--- Start Passage ---

I like that interface because it keeps things separated and generic enough:

  • reading the lines and opening/closing the resources goes to one class: Source
  • defining how the state evolves when an action is done goes to the LogarithmicCounter class
  • defining what to do exactly with each line goes in one class, the Extractor class

Now, the tricky implementation question is: how do you implement readLinesIO?

What not to do

Definitely the wrong way to do it is to use a "regular" traverse on the stream of input lines. Even with the trampolining trick described in my previous post.

Indeed traverse is going to fold everything once to go from Stream[String] to State[S, Seq[IO[B]]] then, with the initial State value, to Seq[IO[B]] which then has to be sequenced into IO[Seq[B]]. This is guaranteed to do more work than necessary. More than what a single for loop would do.

The other thing not to do is so silly that I'm ashamed to write it here. Ok, I'll write it. At least to avoid someone else the same idea. I had an implicit conversion from A to IO[A],...

That's a very tempting thing to do and very convenient at first glance. Whenever a function was expecting an IO[A], I could just pass a without having to write a.pure[IO]. The trouble is, some actions were never executed! I don't have a specific example to show, but I'm pretty sure that, at some point, I had values of type IO[IO[A]]. In that case, doing unsafePerformIO, i.e. "executing" the IO action only returns another action to execute and doesn't do anything really!

--- End Passage ---

Written task 1:
Can you sum up the passage in two sentences?
Written task 2:
Can you copy the part of the passage from "Now, the tricky" to "loop would do.", word for word?

--- Start Rows ---

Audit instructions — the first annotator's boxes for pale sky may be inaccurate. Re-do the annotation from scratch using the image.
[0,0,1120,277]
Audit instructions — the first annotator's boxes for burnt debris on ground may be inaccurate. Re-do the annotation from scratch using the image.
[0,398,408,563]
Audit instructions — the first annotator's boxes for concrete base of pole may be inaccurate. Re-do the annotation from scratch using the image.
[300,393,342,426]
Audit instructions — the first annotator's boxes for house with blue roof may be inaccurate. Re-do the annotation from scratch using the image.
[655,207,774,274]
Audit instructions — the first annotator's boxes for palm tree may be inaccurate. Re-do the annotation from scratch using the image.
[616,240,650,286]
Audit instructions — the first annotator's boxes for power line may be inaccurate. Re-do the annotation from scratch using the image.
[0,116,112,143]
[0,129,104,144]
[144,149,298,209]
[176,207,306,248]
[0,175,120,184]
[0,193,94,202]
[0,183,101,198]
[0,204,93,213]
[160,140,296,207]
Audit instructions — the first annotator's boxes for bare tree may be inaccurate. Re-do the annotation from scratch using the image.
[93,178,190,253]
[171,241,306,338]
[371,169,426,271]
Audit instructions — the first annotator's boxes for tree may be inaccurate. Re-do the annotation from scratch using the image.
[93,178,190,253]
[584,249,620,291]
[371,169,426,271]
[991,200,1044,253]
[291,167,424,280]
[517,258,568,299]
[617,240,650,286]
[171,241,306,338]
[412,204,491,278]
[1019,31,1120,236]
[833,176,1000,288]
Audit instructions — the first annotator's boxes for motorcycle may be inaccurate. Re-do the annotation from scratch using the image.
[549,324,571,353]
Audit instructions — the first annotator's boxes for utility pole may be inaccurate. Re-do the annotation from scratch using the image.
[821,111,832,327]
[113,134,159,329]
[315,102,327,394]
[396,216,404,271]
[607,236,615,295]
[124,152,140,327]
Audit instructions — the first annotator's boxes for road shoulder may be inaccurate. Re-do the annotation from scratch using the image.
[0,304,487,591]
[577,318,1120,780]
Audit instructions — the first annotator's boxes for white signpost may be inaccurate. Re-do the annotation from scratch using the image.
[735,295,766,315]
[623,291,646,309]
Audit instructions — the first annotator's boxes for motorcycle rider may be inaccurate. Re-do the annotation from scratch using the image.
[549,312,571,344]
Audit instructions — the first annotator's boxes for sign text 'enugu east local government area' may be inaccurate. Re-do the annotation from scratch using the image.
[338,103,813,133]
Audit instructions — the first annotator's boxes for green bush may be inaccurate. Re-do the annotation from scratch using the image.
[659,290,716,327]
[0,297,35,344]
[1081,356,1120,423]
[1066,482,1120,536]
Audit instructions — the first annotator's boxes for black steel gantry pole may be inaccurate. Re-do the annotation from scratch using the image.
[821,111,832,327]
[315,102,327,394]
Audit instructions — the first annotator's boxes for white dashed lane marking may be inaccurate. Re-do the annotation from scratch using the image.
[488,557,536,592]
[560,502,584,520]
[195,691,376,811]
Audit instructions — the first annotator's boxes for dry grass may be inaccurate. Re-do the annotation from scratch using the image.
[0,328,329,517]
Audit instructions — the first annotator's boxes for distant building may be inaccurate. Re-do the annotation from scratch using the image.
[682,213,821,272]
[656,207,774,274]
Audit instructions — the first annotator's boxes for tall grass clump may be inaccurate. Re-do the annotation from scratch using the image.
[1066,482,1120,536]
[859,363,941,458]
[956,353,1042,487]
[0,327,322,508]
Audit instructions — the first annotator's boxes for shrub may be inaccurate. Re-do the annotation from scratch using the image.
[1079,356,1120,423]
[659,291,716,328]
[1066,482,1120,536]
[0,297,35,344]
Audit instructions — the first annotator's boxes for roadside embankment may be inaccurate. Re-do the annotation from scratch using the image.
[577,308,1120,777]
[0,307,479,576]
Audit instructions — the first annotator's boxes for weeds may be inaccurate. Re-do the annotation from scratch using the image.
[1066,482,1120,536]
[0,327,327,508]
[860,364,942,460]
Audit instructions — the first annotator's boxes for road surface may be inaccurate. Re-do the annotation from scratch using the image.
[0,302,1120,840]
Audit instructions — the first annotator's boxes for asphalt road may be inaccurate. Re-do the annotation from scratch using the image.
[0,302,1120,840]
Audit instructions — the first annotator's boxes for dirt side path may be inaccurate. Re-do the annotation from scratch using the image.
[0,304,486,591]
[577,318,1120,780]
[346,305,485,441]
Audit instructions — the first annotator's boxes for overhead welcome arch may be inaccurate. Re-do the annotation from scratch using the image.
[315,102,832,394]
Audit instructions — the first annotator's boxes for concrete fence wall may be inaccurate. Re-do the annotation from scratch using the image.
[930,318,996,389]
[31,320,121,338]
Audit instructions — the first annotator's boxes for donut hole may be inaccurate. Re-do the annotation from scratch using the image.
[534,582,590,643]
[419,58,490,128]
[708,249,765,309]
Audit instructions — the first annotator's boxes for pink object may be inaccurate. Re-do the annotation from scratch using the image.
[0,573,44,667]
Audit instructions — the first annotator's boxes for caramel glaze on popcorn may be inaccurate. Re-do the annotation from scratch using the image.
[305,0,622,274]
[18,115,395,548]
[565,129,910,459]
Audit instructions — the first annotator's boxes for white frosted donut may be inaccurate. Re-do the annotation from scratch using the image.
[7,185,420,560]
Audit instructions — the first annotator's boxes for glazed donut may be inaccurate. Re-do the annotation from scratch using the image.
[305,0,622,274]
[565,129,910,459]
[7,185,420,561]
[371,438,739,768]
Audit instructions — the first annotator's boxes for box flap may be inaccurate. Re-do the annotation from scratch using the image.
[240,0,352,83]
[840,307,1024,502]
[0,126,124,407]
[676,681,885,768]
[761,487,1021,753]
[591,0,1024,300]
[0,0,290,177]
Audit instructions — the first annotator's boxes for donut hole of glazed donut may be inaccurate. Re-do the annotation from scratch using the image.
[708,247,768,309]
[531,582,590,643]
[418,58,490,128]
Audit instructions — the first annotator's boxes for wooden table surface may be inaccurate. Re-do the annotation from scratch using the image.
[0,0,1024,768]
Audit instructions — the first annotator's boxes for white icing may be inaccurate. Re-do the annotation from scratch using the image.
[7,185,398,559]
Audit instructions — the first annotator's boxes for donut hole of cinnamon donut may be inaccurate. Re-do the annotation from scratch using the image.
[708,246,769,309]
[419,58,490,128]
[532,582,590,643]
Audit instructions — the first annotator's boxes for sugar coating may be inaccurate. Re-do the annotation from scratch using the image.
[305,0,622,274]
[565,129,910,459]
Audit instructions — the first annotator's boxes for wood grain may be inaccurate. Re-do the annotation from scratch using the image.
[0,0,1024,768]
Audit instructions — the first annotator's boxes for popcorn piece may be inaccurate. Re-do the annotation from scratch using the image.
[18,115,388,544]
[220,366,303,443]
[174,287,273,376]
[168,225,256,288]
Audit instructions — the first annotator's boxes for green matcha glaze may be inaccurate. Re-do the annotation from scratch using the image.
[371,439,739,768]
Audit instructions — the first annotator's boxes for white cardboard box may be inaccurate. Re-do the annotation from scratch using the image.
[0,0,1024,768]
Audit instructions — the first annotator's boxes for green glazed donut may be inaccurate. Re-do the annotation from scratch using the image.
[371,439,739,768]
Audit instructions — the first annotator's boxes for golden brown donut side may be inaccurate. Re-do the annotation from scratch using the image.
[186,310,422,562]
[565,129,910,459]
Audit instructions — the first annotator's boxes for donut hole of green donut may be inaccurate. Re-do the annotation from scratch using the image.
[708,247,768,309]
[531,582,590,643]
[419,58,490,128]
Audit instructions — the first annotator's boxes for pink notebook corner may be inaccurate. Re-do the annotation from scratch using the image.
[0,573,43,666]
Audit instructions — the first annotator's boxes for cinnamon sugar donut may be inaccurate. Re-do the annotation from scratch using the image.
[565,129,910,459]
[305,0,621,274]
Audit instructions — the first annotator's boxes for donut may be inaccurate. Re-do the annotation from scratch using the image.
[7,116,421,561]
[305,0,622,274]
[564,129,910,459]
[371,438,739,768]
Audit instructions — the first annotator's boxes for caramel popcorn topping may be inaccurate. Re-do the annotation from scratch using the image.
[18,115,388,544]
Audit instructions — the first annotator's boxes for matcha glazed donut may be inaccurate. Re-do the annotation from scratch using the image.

--- End Rows ---

Answer 1:
The author likes an interface that keeps three jobs in separate classes: Source reads lines and opens and closes resources, LogarithmicCounter defines how the state evolves, and Extractor defines what to do with each line, which leaves the question of how to implement readLinesIO. The author warns against a regular traverse on the stream of input lines, which does more work than a single for loop, and against an implicit conversion from A to IO[A], which left some actions never executed, probably because values of type IO[IO[A]] arose.

Answer 2:
Now, the tricky implementation question is: how do you implement readLinesIO?

What not to do

Definitely the wrong way to do it is to use a "regular" traverse on the stream of input lines. Even with the trampolining trick described in my previous post.

Indeed traverse is going to fold everything once to go from Stream[String] to State[S, Seq[IO[B]]] then, with the initial State value, to Seq[IO[B]] which then has to be sequenced into IO[Seq[B]]. This is guaranteed to do more work than necessary. More than what a single for loop would do.